> [PROBLEM TO WORK ON]:
Take the records below and set them down exactly, so that every line matches the original.

> [SOURCE MATERIAL]:
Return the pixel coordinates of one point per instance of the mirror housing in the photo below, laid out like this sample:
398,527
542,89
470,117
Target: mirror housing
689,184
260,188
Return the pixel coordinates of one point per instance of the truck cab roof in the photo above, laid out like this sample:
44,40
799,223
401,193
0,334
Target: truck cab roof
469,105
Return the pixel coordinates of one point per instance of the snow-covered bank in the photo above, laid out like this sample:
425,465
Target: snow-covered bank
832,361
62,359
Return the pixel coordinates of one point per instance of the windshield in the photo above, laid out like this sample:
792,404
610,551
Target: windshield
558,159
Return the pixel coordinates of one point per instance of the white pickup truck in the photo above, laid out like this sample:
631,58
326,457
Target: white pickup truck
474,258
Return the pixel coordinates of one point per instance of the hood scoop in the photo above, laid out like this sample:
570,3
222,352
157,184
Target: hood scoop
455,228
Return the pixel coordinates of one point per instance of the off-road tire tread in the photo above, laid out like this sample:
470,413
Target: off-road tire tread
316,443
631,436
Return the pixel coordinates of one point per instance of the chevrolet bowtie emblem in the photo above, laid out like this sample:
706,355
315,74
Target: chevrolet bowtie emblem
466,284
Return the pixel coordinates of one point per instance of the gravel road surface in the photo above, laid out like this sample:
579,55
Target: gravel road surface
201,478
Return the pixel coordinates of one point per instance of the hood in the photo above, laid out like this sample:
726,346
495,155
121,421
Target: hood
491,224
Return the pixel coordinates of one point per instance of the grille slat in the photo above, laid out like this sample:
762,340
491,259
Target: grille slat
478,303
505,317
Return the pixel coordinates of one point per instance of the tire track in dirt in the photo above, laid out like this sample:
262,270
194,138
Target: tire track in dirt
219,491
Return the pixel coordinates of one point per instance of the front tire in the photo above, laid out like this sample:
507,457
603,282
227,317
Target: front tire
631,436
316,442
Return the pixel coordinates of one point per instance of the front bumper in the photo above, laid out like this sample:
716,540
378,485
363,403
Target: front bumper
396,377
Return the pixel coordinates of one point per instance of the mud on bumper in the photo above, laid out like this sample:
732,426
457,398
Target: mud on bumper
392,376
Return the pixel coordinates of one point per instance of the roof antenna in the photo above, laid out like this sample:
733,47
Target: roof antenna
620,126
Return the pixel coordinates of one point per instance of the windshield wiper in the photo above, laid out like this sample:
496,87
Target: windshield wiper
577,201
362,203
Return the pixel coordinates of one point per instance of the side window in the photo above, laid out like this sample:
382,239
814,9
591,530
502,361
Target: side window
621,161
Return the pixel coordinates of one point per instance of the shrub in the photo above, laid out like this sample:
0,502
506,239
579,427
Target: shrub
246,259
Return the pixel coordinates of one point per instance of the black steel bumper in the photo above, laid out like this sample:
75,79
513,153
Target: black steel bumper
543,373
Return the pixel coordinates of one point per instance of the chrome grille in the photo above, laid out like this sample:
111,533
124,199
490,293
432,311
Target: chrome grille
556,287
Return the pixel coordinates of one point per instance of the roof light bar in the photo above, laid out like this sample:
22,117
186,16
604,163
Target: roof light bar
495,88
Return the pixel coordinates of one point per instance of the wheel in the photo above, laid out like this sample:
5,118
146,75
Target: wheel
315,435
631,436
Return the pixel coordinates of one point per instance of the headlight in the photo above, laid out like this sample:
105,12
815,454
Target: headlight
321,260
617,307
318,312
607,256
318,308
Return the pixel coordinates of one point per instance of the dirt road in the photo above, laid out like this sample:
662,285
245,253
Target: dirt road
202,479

> [ANSWER SPACE]:
Return the pixel coordinates of one point per instance of the mirror housing in the photo below, laid out like this sample:
398,527
542,89
470,117
Target: mirror housing
689,184
260,188
Return the pixel coordinates of one point per instance of the truck cab roof in the photo above, laid out like this sample:
44,40
799,223
401,193
0,334
Target: truck cab roof
469,105
Return the pixel coordinates of one point per instance of the snow-covered bank in the photo above, laid out like this sample:
425,465
Target: snow-covered bank
832,361
62,359
Return the pixel coordinates of one point per instance of the windshield in the photo above, laid out like this sample:
792,404
610,551
Target: windshield
558,159
Return the pixel coordinates of one point per instance of the white pickup truck in the photo above, laid out like this sample:
631,58
326,457
Target: white pickup truck
474,258
Return the pixel coordinates of one point per instance of the hood scoop in the photo above, laid out like this sample:
570,3
222,352
157,184
Target: hood scoop
455,228
Return the pixel coordinates of one point per instance of the off-road tire tread in the photo above, laid out like this sample:
470,413
Target: off-road tire tread
316,443
631,436
Return the pixel coordinates of one point per instance of the chevrolet bowtie emblem in the photo above, laid out like this sample:
706,355
315,74
Target: chevrolet bowtie emblem
466,284
Return the pixel coordinates of one point per instance of the gravel road surface in the photo above, laid out like this sample:
579,55
Target: gravel road surface
201,478
Return the pixel coordinates of one point per instance of the hood in the photo above, laid out like this sample:
726,346
495,155
121,421
Target: hood
491,224
Return the pixel coordinates of one point per instance of the grille slat in the photo above, laid out like this sample:
762,340
491,259
Target: grille slat
478,303
505,317
Return the pixel coordinates of one point per instance of the tire track in dirt in the photo above, laid out like this sample:
262,270
194,138
Target: tire track in dirt
219,491
Return the pixel coordinates of one point per instance of the front tire in the photo above, laid out like this sample:
507,457
603,282
227,317
Target: front tire
631,436
316,442
Return the pixel coordinates of one point per instance of the front bumper in the photo above, laid out like this sample:
716,540
378,485
363,403
Target: front bumper
396,377
Return the pixel coordinates of one point per instance of the mud on bumper in the photo above, laid out like this sample:
732,426
457,398
Target: mud on bumper
392,376
Return the pixel coordinates of one point per instance of the roof antenna in the photo above, laid out like this sample:
733,47
Target: roof antenna
620,126
Return the pixel coordinates of one point per instance of the windshield wiper in the photo above, laid out like this sample:
496,87
Target: windshield wiper
577,201
362,203
Return the pixel coordinates of one point per instance of the side window in the photo above, laid out like this sample:
382,239
814,9
591,530
502,361
Target: side window
621,161
Return the pixel coordinates of one point per instance of the shrub in the photo above, laid out like this sample:
0,502
506,239
579,427
Target: shrub
246,259
Return the pixel coordinates of one point per instance of the black steel bumper in the photo above, laid out like this sample:
75,79
513,153
Target: black steel bumper
543,373
Return the pixel coordinates of one point per instance of the chrome grille in the photo above, laid out like this sample:
111,533
124,199
490,293
432,311
Target: chrome grille
556,287
Return the pixel coordinates of one point per instance of the roof light bar in the photo above, laid out like this sample:
22,117
186,16
604,163
Target: roof light bar
495,88
Return the pixel coordinates of one point per instance of the wheel in the photo above, laid out like this sample:
5,118
146,75
Target: wheel
315,435
631,436
Return the pixel coordinates of one point per instance of the headlight in the photo above, laid out like this sample:
105,12
815,454
Target: headlight
321,260
617,307
318,312
607,256
318,308
Return the pixel coordinates of one point per instance of the dirt road in the photo above, laid out like this sample:
662,285
245,253
Target: dirt road
202,479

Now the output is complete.